Quote the listing below word for word, leaving out the pictures.
═════ LISTING
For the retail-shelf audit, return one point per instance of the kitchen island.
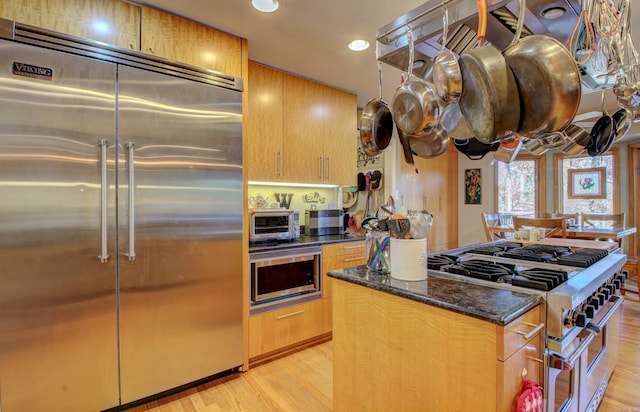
(439, 344)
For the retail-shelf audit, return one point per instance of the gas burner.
(540, 279)
(582, 257)
(529, 255)
(480, 269)
(436, 262)
(496, 249)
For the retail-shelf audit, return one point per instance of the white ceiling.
(310, 38)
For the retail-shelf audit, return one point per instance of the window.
(520, 186)
(587, 183)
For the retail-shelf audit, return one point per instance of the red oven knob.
(601, 299)
(617, 284)
(580, 319)
(590, 311)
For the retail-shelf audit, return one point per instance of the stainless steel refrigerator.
(120, 224)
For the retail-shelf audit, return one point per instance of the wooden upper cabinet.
(264, 124)
(110, 21)
(176, 38)
(298, 130)
(340, 138)
(303, 130)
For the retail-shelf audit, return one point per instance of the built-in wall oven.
(285, 276)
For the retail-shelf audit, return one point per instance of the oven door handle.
(597, 328)
(557, 361)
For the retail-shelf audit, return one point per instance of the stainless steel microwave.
(285, 275)
(273, 224)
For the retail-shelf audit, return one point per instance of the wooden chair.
(554, 226)
(494, 229)
(604, 219)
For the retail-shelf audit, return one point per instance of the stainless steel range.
(581, 288)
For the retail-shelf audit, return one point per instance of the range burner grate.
(540, 279)
(493, 250)
(436, 262)
(480, 269)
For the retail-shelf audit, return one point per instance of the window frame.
(558, 157)
(541, 186)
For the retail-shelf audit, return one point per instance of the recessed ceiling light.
(266, 6)
(553, 13)
(359, 45)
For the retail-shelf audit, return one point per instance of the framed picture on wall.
(472, 186)
(587, 183)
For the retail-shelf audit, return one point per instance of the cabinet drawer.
(278, 329)
(346, 249)
(522, 330)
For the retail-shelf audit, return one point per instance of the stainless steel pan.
(415, 105)
(376, 123)
(490, 102)
(548, 81)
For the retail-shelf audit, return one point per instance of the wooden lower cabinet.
(391, 353)
(114, 22)
(338, 256)
(279, 329)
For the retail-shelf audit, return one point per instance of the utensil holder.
(378, 251)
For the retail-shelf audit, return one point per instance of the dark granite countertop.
(304, 240)
(450, 292)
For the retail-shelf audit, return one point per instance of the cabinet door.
(175, 38)
(340, 137)
(303, 130)
(264, 124)
(110, 21)
(510, 384)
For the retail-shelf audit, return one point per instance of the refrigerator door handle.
(131, 147)
(104, 187)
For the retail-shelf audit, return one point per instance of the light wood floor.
(302, 381)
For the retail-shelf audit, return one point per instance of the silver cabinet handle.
(536, 329)
(104, 193)
(290, 314)
(131, 147)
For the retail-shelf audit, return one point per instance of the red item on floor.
(531, 398)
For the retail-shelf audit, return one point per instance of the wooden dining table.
(616, 233)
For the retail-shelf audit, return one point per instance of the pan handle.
(482, 21)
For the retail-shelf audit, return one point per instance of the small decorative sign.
(313, 197)
(473, 186)
(587, 183)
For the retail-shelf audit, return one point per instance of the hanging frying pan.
(548, 81)
(490, 102)
(376, 123)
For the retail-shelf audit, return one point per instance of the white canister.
(408, 259)
(534, 235)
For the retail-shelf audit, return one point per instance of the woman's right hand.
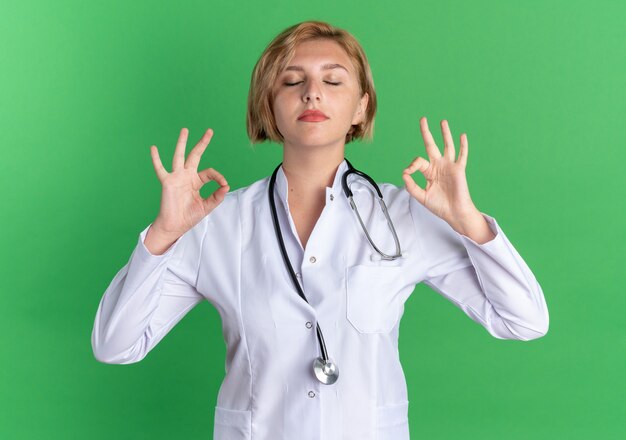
(182, 207)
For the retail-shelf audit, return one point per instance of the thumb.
(211, 202)
(413, 188)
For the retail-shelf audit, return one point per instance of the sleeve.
(147, 298)
(490, 282)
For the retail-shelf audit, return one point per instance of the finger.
(216, 198)
(413, 188)
(156, 162)
(179, 153)
(448, 149)
(431, 148)
(463, 152)
(196, 153)
(419, 164)
(211, 174)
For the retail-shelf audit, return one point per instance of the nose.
(312, 91)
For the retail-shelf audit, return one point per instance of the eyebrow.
(324, 67)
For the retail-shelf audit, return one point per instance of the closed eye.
(327, 82)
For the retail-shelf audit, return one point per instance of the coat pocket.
(392, 421)
(231, 424)
(372, 304)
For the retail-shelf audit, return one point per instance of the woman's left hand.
(446, 193)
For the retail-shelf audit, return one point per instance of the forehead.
(317, 55)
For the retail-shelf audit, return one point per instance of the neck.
(311, 170)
══════════
■ THE SOLUTION:
For the retail-shelf audit, return one point per instance of the kitchen island.
(439, 344)
For the retail-shelf audit, return one point per instance of the gas burner.
(540, 279)
(582, 257)
(529, 255)
(480, 269)
(436, 262)
(496, 249)
For the retail-shelf audit, return one point per instance of the white ceiling.
(310, 38)
For the retail-shelf audit, return one point per instance of the window.
(520, 186)
(587, 183)
For the retail-shelf audit, return one point per instance of the red oven knob.
(601, 299)
(617, 284)
(580, 319)
(590, 311)
For the retail-shelf audit, return one point per instance of the stainless steel refrigerator.
(120, 224)
For the retail-shelf audit, return one point per instance of the wooden upper cabinet.
(264, 124)
(110, 21)
(176, 38)
(298, 130)
(340, 138)
(303, 130)
For the retail-shelf audit, return one point per instance of the built-in wall oven.
(285, 276)
For the retail-shelf audit, return one point per instance of the oven door handle.
(597, 328)
(557, 361)
For the retail-shelf audit, return one point per instance of the stainless steel microwave.
(285, 275)
(273, 224)
For the retail-shelf audit, return one point per instance of the wooden chair.
(554, 226)
(494, 229)
(604, 219)
For the retail-shelf audit, return one point per instance of the stainless steel range.
(581, 288)
For the retail-shelf audit, return one point per instance of the range burner grate.
(540, 279)
(493, 250)
(436, 262)
(480, 269)
For the retail-shelf audit, return one point per instance of the window frame.
(558, 157)
(541, 186)
For the retail-shelf audit, return one point per instance of the recessed ceiling light.
(266, 6)
(553, 13)
(359, 45)
For the retail-shelf audit, return one point per instance of the framed picture on wall.
(472, 186)
(587, 183)
For the retail-shelf audit, return one point per instance of the cabinet drawer.
(278, 329)
(346, 249)
(522, 330)
For the retail-shelf audit, return one point per instance of the stainless steel pan.
(415, 105)
(376, 123)
(490, 102)
(548, 81)
For the retail-shelf audit, return one point per instance of the wooden lower cabinet.
(391, 353)
(114, 22)
(338, 256)
(279, 329)
For the retail-shelf audit, return one point per instance of the utensil holder.
(378, 251)
For the retail-shelf audit, return one point per instance of the dark granite countertop.
(304, 240)
(450, 292)
For the retail-shelf audit, return one point per instance of the cabinet door.
(175, 38)
(340, 137)
(303, 130)
(264, 124)
(110, 21)
(510, 384)
For the retail-shelf audit, return one point per instance of the refrigerator door handle.
(131, 147)
(104, 187)
For the retail-shelf audit, return one point per instance of the light wood floor.
(302, 381)
For the retail-shelf audit, return one point per instance of the silver cabinet handle.
(536, 329)
(104, 193)
(290, 314)
(131, 147)
For the retail-shelf audit, return one point per instance of the red item on floor.
(531, 398)
For the retail-shelf audit, return one point per instance of the wooden dining table.
(616, 233)
For the retail-shelf audit, return one point per instance of the pan handle.
(482, 21)
For the retail-shelf audit, return one point per instance of the small decorative sign.
(313, 197)
(473, 186)
(587, 183)
For the retail-shelf audit, return one point per instance of the hanging frying pan.
(548, 81)
(490, 102)
(376, 123)
For the retail-shelf audit, return one point per instance of the white canister.
(408, 259)
(534, 235)
For the retail-shelf audit, return one point per instance of the woman's right hand.
(182, 207)
For the retail-shelf audit, return one point per instance of the thumb.
(211, 202)
(413, 188)
For the retail-shelf audit, return one point per instance of the sleeve.
(147, 298)
(490, 282)
For the retail-shelf audit, return one point per instance of the finger.
(216, 198)
(413, 188)
(156, 162)
(179, 153)
(448, 149)
(431, 148)
(463, 152)
(196, 153)
(419, 164)
(211, 174)
For the retail-shelf audit, return one point per instance of the nose.
(312, 91)
For the retail-shelf audit, return one point per instance of the eyebrow.
(324, 67)
For the retail-shelf audit, return one point per instance of the closed eye.
(327, 82)
For the retail-shelf audit, return one point per instance of the coat pocket.
(392, 421)
(231, 424)
(372, 304)
For the retail-shelf audit, return one point per instance of the woman's left hand.
(446, 193)
For the retail-shelf audit, return one point per instance of the forehead.
(317, 55)
For the retail-shelf audit, return one point per instance of the neck.
(311, 170)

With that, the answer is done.